Work required
In the passage about study stress, reproduce everything from "This, of course, produces" down to "Awww. Sad day." word for word.
[[ Text passage open ]]
The problem, I'm finding, and that seems to be expressed by others, and that I know I've whined about to everyone at least a hundred times, is that I can't tell where I am this term, and that unnerves me. I can't determine whether I'm screwing around and wasting more time this term than I did last term, whether I know as much or as little as I did last term, whether I'm going to ace my midterms and wonder why I didn't go to the beach more often, or if I'm going to flat fail them all. I feel like I have a passing knowledge of everything without knowing even a hint of the minutia that tends to be testable. Will I have time to go back? Did I before and how did it work out for me?

This, of course, produces stress, sleeplessness, and perhaps more frustratingly, teenage-type mood swings. Hey! I'm caught up to all the lectures up today! Happy day! Hey! I don't recall details from any of them. Awww. Sad day.

Immunology, as lamented by probably everyone, is also a bit frustrating. Studying for this class is difficult because the information comes from a ton of different sources, which requires time to synthesize and understand, and the lecture notes don't really give me any idea what's going on, so I put together the spiral book, the summaries, the vocabulary, and THEN try to figure out what's highlighted in the lecture notes.

This is more than doable, problem being, additionally intensely time consuming, requiring the same study-pop for neuro and/or physiology, with each of those classes being five units per, and immuno being two. But the class average on the first immuno midterm tends to be an A, so can I afford to sacrifice something that will be a sure thing if I study for it for things I have no idea how I'm doing in?

There's also a burnout feeling. I know previous terms have had genetics and parasitology at the same time as their other classes. And I had the same problems with genetics and CPH, though those worked out intensely well for me, but going into genetics, I had no idea how I would do, and coming OUT of CPH, I wasn't sure if I had an "A" or failed it. Again, this should console me, but complacency is just as dangerous as anything else...

Scheduling-wise, considering my current stress in determining what on earth I should study for, I think that would have only made things worse, AND people had clinical skills to deal with, which we got out of the way for the term by that horrid CPH class.

But the organization also means, two weeks of class... two final exams... three or four weeks of class, final exam, granted in a kind of a bird class, but no break between direct continuation into other classes, including start of a third, and then 4 weeks (or is it 3; can't keep track) and midterms. I suppose that's rough on the mind. Of course, so was first term with the unifieds and then bam, midterms three weeks later.

So I don't know... this isn't really a complaint with the school or anything, because hey, this is the courseload, decel if you don't like it, but more of a problem with me, and this odd disconnect I've felt lately, socially, scholastically. Not quite sure how to deal with it.

Onto the positive, since I'm feeling more introspective right now, and the above sounds like I'm on a jet spiral to the ground, which I'm actually not... I poached David's study habits and went to sit next to him at the quiet spots of the library which sort of 'peer pressures' me into not screwing around on the internet while not allowing me to talk much and distract us both, since as you can probably tell, I'm generally incapable of shutting up for more than five seconds.

Despite a late start due to my tenacious night-owl wannabe circadian rhythm meant HOURS at the library today and yesterday, allowing me to get through a grand total of three neuro lectures, three physio lectures, and two immuno lectures, and I think, with a pretty decent knowledge of all of them, so I do feel good about that. I still have a small gap in physio and immuno (which correlates to the CPH exam, I figured out, so there's probably a number of people that have a gap there), but am otherwise either caught up or *nearly* caught up and determined to stay that way.
[[ Text passage closed ]]
[[ Dataset open ]]
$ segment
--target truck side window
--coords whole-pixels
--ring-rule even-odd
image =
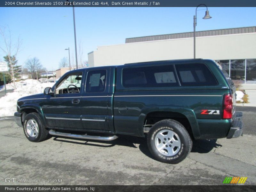
[[[125,87],[178,86],[172,65],[124,68],[122,78]]]
[[[213,75],[204,64],[182,64],[176,65],[175,67],[182,86],[212,86],[218,84]]]
[[[82,75],[82,73],[79,73],[70,75],[65,77],[56,87],[55,94],[80,92]]]
[[[89,71],[86,78],[85,92],[87,93],[103,92],[106,87],[106,70]]]

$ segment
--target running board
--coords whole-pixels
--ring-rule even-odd
[[[56,135],[57,136],[62,136],[62,137],[72,137],[72,138],[91,139],[100,141],[112,141],[118,138],[118,137],[116,135],[113,135],[109,137],[100,137],[100,136],[88,135],[86,134],[78,135],[67,133],[62,133],[55,131],[52,130],[51,130],[49,131],[49,133],[52,135]]]

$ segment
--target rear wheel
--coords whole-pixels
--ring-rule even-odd
[[[48,130],[45,128],[40,116],[36,113],[31,113],[26,116],[23,130],[27,139],[33,142],[43,141],[48,135]]]
[[[184,126],[172,119],[155,124],[148,136],[149,151],[157,160],[176,164],[183,161],[192,148],[192,141]]]

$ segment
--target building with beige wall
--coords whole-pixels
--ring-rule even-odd
[[[72,69],[71,69],[72,70]],[[58,79],[61,77],[67,72],[70,71],[69,67],[62,67],[56,70],[56,78]]]
[[[244,80],[245,69],[251,70],[250,80],[256,80],[256,27],[197,31],[196,37],[196,58],[223,63],[234,79]],[[193,42],[191,32],[127,38],[125,44],[99,46],[88,53],[89,67],[192,59]]]

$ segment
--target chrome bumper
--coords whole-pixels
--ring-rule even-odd
[[[15,122],[20,127],[22,127],[22,121],[21,121],[21,113],[19,112],[15,112],[14,113],[14,118]]]
[[[230,127],[227,139],[236,138],[240,136],[243,136],[243,113],[238,111],[236,113],[236,117],[233,122],[232,127]]]

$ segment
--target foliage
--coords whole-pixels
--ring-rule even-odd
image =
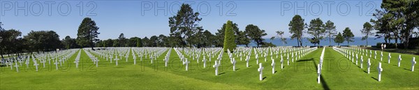
[[[374,33],[372,32],[372,25],[371,25],[371,24],[369,24],[369,22],[367,22],[365,23],[364,23],[364,28],[360,30],[360,31],[362,33],[362,34],[365,35],[362,37],[362,40],[367,40],[367,45],[368,45],[368,37],[369,37],[370,36],[374,35]]]
[[[337,45],[340,45],[340,43],[342,43],[345,41],[345,38],[342,36],[340,32],[337,33],[336,38],[335,38],[335,43],[337,43]]]
[[[329,45],[332,45],[332,38],[336,36],[337,31],[336,30],[336,26],[335,23],[330,20],[328,20],[325,24],[325,33],[328,35],[329,38]]]
[[[277,35],[275,36],[272,36],[270,39],[271,40],[274,40],[275,38],[279,38],[279,40],[281,40],[281,42],[282,42],[282,45],[285,46],[285,44],[286,44],[286,38],[284,37],[284,31],[275,31],[277,33]]]
[[[79,26],[77,33],[77,44],[82,47],[94,47],[94,43],[99,40],[98,32],[99,27],[96,25],[96,22],[89,17],[85,17]]]
[[[302,36],[305,32],[305,26],[307,26],[307,24],[304,23],[304,19],[299,15],[295,15],[293,17],[293,20],[290,21],[288,26],[290,27],[288,28],[290,33],[293,34],[291,36],[291,39],[297,38],[298,46],[302,46]]]
[[[320,40],[323,39],[323,35],[325,34],[325,29],[324,29],[325,24],[320,18],[311,20],[310,24],[309,25],[309,30],[307,33],[311,34],[314,38],[309,40],[314,43],[314,45],[318,44],[320,46]]]
[[[342,33],[342,36],[344,37],[344,38],[345,38],[345,40],[348,42],[348,45],[349,45],[349,42],[353,42],[353,37],[355,36],[353,36],[353,33],[352,33],[351,29],[349,29],[349,27],[346,27],[344,30],[344,33]]]
[[[189,44],[189,47],[195,43],[192,41],[194,38],[192,36],[196,34],[198,28],[198,22],[202,18],[198,17],[199,13],[194,13],[189,4],[182,3],[177,14],[173,17],[169,17],[169,27],[170,27],[170,35],[175,37],[180,38],[183,47]],[[151,38],[150,38],[151,39]]]
[[[253,24],[246,26],[245,32],[247,33],[247,36],[248,36],[251,40],[253,40],[253,43],[256,44],[258,47],[263,44],[263,40],[265,40],[265,39],[262,37],[267,35],[265,33],[265,30],[261,30],[258,26]]]
[[[224,33],[224,45],[223,45],[224,52],[227,52],[227,50],[233,51],[237,47],[235,42],[235,38],[234,31],[233,30],[233,24],[231,21],[227,21],[227,25],[225,30],[226,32]]]

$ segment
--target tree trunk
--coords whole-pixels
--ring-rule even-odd
[[[1,59],[3,59],[4,57],[3,57],[3,51],[0,50],[0,54],[1,54]]]
[[[395,45],[396,45],[396,49],[397,49],[397,40],[398,40],[398,38],[397,38],[395,39],[395,40],[396,41],[396,42],[395,42]]]
[[[300,45],[302,47],[302,38],[300,38]]]
[[[368,45],[368,38],[367,38],[367,45],[365,45],[365,47],[367,47]]]
[[[348,42],[348,47],[349,47],[349,39],[348,39],[347,42]]]
[[[297,38],[297,45],[300,46],[300,38]]]
[[[329,46],[332,45],[332,38],[330,37],[330,35],[329,35]]]

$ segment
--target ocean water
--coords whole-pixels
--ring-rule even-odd
[[[274,45],[277,46],[282,46],[282,42],[279,39],[270,40],[269,38],[265,38],[265,42],[272,43]],[[297,39],[291,40],[291,38],[288,38],[286,39],[287,44],[285,44],[285,46],[297,46]],[[394,40],[391,41],[394,43]],[[368,45],[376,45],[377,43],[385,43],[384,38],[368,38]],[[332,45],[337,45],[337,43],[335,43],[334,40],[331,40]],[[349,45],[367,45],[367,40],[362,40],[362,37],[354,37],[353,42],[349,42]],[[311,44],[310,41],[309,41],[307,38],[302,39],[302,46],[314,46],[314,44]],[[320,41],[320,45],[329,45],[329,39],[325,38]],[[346,41],[341,43],[340,45],[348,45]],[[256,46],[256,45],[251,42],[250,46]]]

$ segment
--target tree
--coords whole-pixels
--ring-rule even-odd
[[[144,37],[144,38],[142,38],[142,45],[144,45],[144,47],[151,47],[150,45],[152,45],[152,44],[149,41],[150,40],[148,38],[147,38],[147,36]]]
[[[342,36],[344,37],[344,38],[345,38],[345,40],[348,42],[348,45],[349,45],[349,42],[353,42],[353,37],[355,36],[353,36],[353,33],[352,33],[352,31],[351,31],[349,27],[346,27],[344,30],[344,33]]]
[[[286,38],[284,38],[284,31],[277,31],[277,36],[272,36],[270,39],[271,40],[274,40],[277,38],[279,38],[279,40],[281,40],[281,42],[282,42],[282,45],[285,46],[285,44],[286,44]]]
[[[249,43],[250,43],[250,40],[249,39],[249,38],[247,38],[246,36],[246,34],[241,34],[241,33],[244,33],[244,31],[241,31],[239,30],[239,27],[238,27],[238,24],[236,23],[233,23],[233,30],[234,31],[234,34],[235,36],[235,41],[236,42],[237,45],[249,45]],[[223,47],[223,44],[224,44],[224,32],[226,30],[226,27],[227,26],[226,23],[223,24],[223,27],[221,27],[221,29],[218,29],[217,30],[217,33],[215,33],[215,35],[216,36],[217,38],[216,40],[216,47]],[[247,41],[246,40],[248,40]]]
[[[169,17],[170,35],[181,38],[180,40],[187,43],[189,47],[192,47],[194,43],[192,43],[193,38],[191,37],[196,34],[200,27],[198,23],[202,20],[198,17],[198,15],[199,13],[194,13],[189,4],[182,4],[177,14]],[[185,45],[182,45],[184,47]]]
[[[258,26],[253,24],[246,26],[244,31],[250,39],[253,40],[253,43],[256,44],[258,47],[263,44],[263,40],[265,40],[265,39],[262,38],[262,37],[267,35],[265,33],[265,30],[260,30]]]
[[[237,45],[246,45],[246,47],[249,47],[249,43],[250,43],[250,38],[247,37],[246,33],[246,31],[239,31],[238,35],[236,36],[237,37],[239,37],[236,38],[238,38],[238,40],[236,40]]]
[[[336,34],[337,33],[336,26],[335,26],[335,23],[332,21],[328,20],[325,24],[325,29],[326,30],[325,33],[328,34],[328,38],[329,38],[329,45],[332,45],[332,38],[336,36]]]
[[[0,37],[1,42],[0,43],[0,53],[1,58],[3,54],[18,54],[22,50],[24,44],[22,38],[22,32],[15,29],[4,30],[1,29]]]
[[[373,14],[377,20],[371,19],[370,22],[374,24],[373,27],[377,30],[376,32],[375,39],[384,38],[385,43],[390,41],[390,33],[392,32],[391,27],[388,21],[391,21],[391,14],[387,13],[385,11],[376,10],[376,13]]]
[[[310,39],[310,42],[316,43],[320,46],[320,40],[323,39],[323,35],[325,34],[325,29],[324,28],[325,24],[320,18],[311,20],[310,24],[309,25],[308,33],[313,36],[313,38]],[[316,45],[316,43],[314,43]]]
[[[337,43],[337,45],[340,45],[340,43],[344,43],[344,41],[345,41],[345,38],[344,38],[342,34],[341,34],[341,33],[339,32],[337,36],[336,36],[336,38],[335,38],[335,43]]]
[[[367,22],[364,23],[364,28],[361,29],[361,32],[365,36],[362,37],[362,40],[367,40],[367,45],[368,45],[368,37],[374,35],[374,33],[372,33],[372,25],[371,25],[369,22]]]
[[[103,47],[105,47],[114,46],[113,40],[112,39],[108,39],[108,40],[103,40],[103,43],[104,43]]]
[[[404,47],[409,47],[409,38],[412,36],[414,29],[417,29],[419,20],[419,1],[416,0],[384,0],[381,3],[383,8],[388,14],[392,15],[389,22],[395,36],[395,46],[400,39]]]
[[[237,47],[235,44],[235,37],[234,35],[234,31],[233,31],[233,22],[230,20],[227,21],[227,26],[226,27],[226,32],[224,33],[224,52],[227,52],[227,50],[233,51]]]
[[[288,26],[290,27],[290,33],[293,34],[291,39],[297,38],[298,46],[302,46],[302,35],[304,32],[304,26],[306,26],[304,23],[304,19],[299,15],[295,15],[293,20],[290,21]]]
[[[126,40],[126,45],[128,47],[137,47],[138,40],[140,39],[138,37],[132,37]]]
[[[157,42],[159,42],[159,38],[156,36],[152,36],[150,37],[150,40],[149,40],[150,47],[157,47]]]
[[[159,35],[159,37],[157,37],[158,40],[157,40],[157,46],[158,47],[166,47],[168,45],[169,45],[168,42],[170,42],[168,39],[168,37],[163,35],[163,34],[160,34]]]
[[[141,41],[141,38],[138,38],[138,39],[137,39],[137,47],[142,47],[142,41]]]
[[[92,50],[94,50],[94,43],[99,40],[98,35],[100,33],[98,32],[99,27],[96,25],[96,22],[89,17],[85,17],[82,21],[82,23],[79,26],[78,33],[77,33],[77,43],[78,45],[84,47],[90,45]]]
[[[124,36],[124,33],[122,33],[119,34],[119,37],[118,37],[118,40],[119,43],[119,47],[126,47],[126,38]]]
[[[215,36],[211,33],[208,30],[204,31],[203,33],[203,45],[204,47],[211,47],[215,43]]]
[[[119,47],[121,45],[119,44],[119,40],[117,39],[112,40],[112,46],[113,47]]]
[[[71,38],[69,36],[66,36],[62,41],[63,45],[66,49],[79,47],[75,43],[75,38]]]
[[[54,51],[61,47],[59,36],[54,31],[31,31],[24,38],[30,45],[31,51]]]

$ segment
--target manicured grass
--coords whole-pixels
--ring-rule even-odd
[[[143,57],[141,61],[138,57],[137,65],[134,65],[132,54],[130,54],[128,61],[126,62],[123,57],[119,61],[118,66],[115,66],[115,61],[111,63],[105,59],[99,58],[99,67],[96,67],[85,52],[82,52],[79,68],[75,68],[73,63],[78,52],[63,64],[59,70],[56,70],[54,65],[47,66],[39,72],[36,72],[33,66],[30,70],[24,70],[24,65],[19,67],[20,73],[16,73],[15,68],[11,70],[10,67],[1,67],[0,89],[419,89],[419,64],[416,64],[414,72],[410,71],[411,58],[416,57],[419,62],[418,55],[402,54],[402,66],[397,67],[398,54],[392,53],[389,64],[386,57],[388,54],[383,53],[385,57],[381,61],[383,72],[381,82],[378,82],[376,79],[379,57],[377,57],[378,61],[371,59],[371,73],[367,74],[365,72],[367,60],[365,56],[364,68],[360,69],[359,65],[331,47],[328,47],[325,52],[321,84],[317,84],[316,66],[321,50],[319,48],[293,63],[290,59],[289,66],[284,55],[282,70],[280,57],[277,59],[274,56],[277,70],[274,74],[272,73],[270,54],[266,62],[265,57],[259,57],[259,62],[265,67],[263,77],[265,77],[263,81],[258,79],[257,68],[259,67],[253,52],[249,68],[246,67],[245,57],[243,61],[240,61],[240,57],[235,58],[237,61],[236,71],[233,71],[233,65],[227,53],[224,53],[219,70],[220,75],[215,76],[212,65],[217,56],[208,61],[205,68],[200,61],[198,63],[189,58],[189,70],[185,71],[174,50],[170,53],[168,67],[164,66],[163,61],[166,52],[153,64],[150,63],[149,58]],[[33,65],[32,61],[31,64]]]

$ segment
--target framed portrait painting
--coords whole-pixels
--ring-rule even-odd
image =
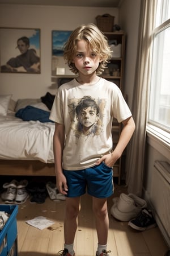
[[[63,47],[72,31],[52,31],[52,75],[58,76],[71,76],[73,73],[63,59]]]
[[[0,28],[1,73],[40,73],[40,30]]]

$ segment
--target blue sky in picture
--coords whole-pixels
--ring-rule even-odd
[[[37,49],[40,48],[40,30],[35,30],[35,34],[29,38],[30,45],[35,46]]]
[[[52,55],[63,56],[63,47],[72,31],[52,31]]]

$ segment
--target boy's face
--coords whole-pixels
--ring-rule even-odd
[[[28,51],[29,46],[26,44],[22,40],[19,40],[17,42],[17,47],[22,54],[25,53]]]
[[[72,61],[79,73],[91,75],[97,69],[100,62],[98,55],[90,49],[84,40],[78,42],[77,50]]]

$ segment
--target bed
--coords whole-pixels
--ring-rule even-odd
[[[49,92],[16,101],[0,95],[1,175],[55,176],[55,125],[49,119],[54,98]]]

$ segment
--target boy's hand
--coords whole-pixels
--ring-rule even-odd
[[[108,167],[112,167],[114,164],[116,163],[118,158],[116,154],[114,154],[114,151],[112,154],[108,154],[107,155],[103,155],[101,158],[96,161],[96,165],[99,164],[104,162],[104,163],[108,166]]]
[[[57,175],[57,187],[60,193],[62,195],[67,195],[68,187],[66,177],[63,174]]]

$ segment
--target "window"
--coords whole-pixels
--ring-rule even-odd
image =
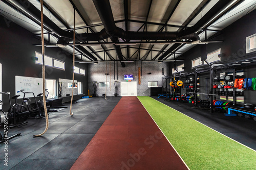
[[[82,75],[86,75],[86,70],[80,68],[80,74]]]
[[[80,74],[80,68],[77,67],[76,67],[75,66],[75,73],[77,73],[78,74]]]
[[[184,64],[179,65],[177,67],[177,69],[178,72],[181,72],[184,71]],[[176,72],[176,71],[174,70],[174,68],[173,68],[173,74]]]
[[[77,73],[78,74],[86,75],[86,70],[80,68],[79,67],[77,67],[75,66],[75,73]]]
[[[2,91],[2,64],[0,64],[0,92],[3,92]],[[3,100],[3,96],[2,94],[0,94],[0,100],[2,101]],[[2,105],[0,105],[0,109],[2,109]]]
[[[201,57],[192,60],[192,68],[203,65],[203,61],[201,61]]]
[[[54,98],[56,96],[55,80],[46,79],[46,88],[49,92],[48,99]],[[47,94],[46,94],[46,95],[47,95]]]
[[[208,61],[209,63],[213,63],[217,61],[220,61],[221,59],[218,56],[220,54],[221,54],[220,48],[211,53],[208,53],[206,61]],[[204,64],[207,64],[207,63],[205,62]]]
[[[158,87],[158,82],[147,82],[147,87]]]
[[[246,37],[246,53],[256,51],[256,34]]]
[[[37,58],[36,64],[42,65],[42,56],[41,54],[35,52],[35,56]],[[53,58],[45,55],[45,64],[51,67],[65,70],[65,62],[56,60]]]
[[[61,69],[65,69],[65,63],[55,59],[53,60],[53,66]]]
[[[110,82],[99,82],[99,87],[110,87]]]
[[[82,94],[82,84],[81,82],[77,82],[77,93]]]

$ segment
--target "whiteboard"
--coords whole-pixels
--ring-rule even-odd
[[[42,92],[42,79],[34,77],[15,76],[16,95],[20,96],[18,99],[23,98],[23,93],[18,92],[21,89],[24,89],[24,92],[32,92],[36,96]],[[26,94],[26,98],[33,97],[33,94]]]

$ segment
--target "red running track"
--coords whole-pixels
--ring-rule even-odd
[[[71,169],[188,169],[136,96],[122,97]]]

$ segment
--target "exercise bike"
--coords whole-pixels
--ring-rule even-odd
[[[0,92],[0,94],[7,94],[8,96],[9,102],[10,104],[10,111],[4,112],[2,109],[0,109],[0,127],[4,125],[4,136],[0,132],[0,143],[4,142],[7,140],[12,139],[14,137],[19,136],[20,133],[18,133],[12,136],[8,137],[8,129],[10,129],[10,125],[12,125],[14,126],[17,126],[18,125],[21,125],[26,123],[26,122],[17,122],[18,119],[16,118],[16,117],[19,117],[19,116],[23,115],[22,113],[20,114],[16,115],[14,112],[13,112],[13,108],[12,107],[12,105],[11,103],[11,99],[10,98],[10,94],[6,92]],[[0,100],[0,105],[3,105],[3,101]],[[14,105],[15,107],[15,105]],[[26,112],[23,113],[26,114]]]
[[[41,115],[40,114],[39,108],[38,107],[37,102],[36,101],[35,94],[32,92],[24,92],[24,90],[25,90],[22,89],[19,91],[17,91],[17,92],[21,92],[23,93],[23,99],[22,100],[22,105],[23,105],[23,104],[24,103],[26,103],[27,108],[29,112],[30,116],[36,117],[35,117],[35,118],[42,117]],[[34,98],[35,103],[30,103],[30,102],[31,102],[31,100],[30,99],[30,98],[25,98],[26,94],[32,94],[33,96],[33,98]]]
[[[47,92],[47,95],[46,97],[46,100],[47,99],[47,97],[48,96],[49,94],[49,92],[47,91],[47,90],[48,90],[47,89],[46,89],[46,92]],[[39,97],[39,101],[38,102],[38,105],[39,106],[39,115],[40,115],[40,117],[39,118],[45,117],[45,114],[44,113],[45,113],[45,108],[44,107],[44,101],[42,99],[42,98],[41,98],[42,96],[42,93],[39,93],[37,95],[37,96]],[[49,101],[46,100],[46,108],[47,112],[48,112],[50,111],[50,105],[49,104]]]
[[ Dataset closed ]]
Answer space
This, of course, produces stress, sleeplessness, and perhaps more frustratingly, teenage-type mood swings. Hey! I'm caught up to all the lectures up today! Happy day! Hey! I don't recall details from any of them. Awww. Sad day.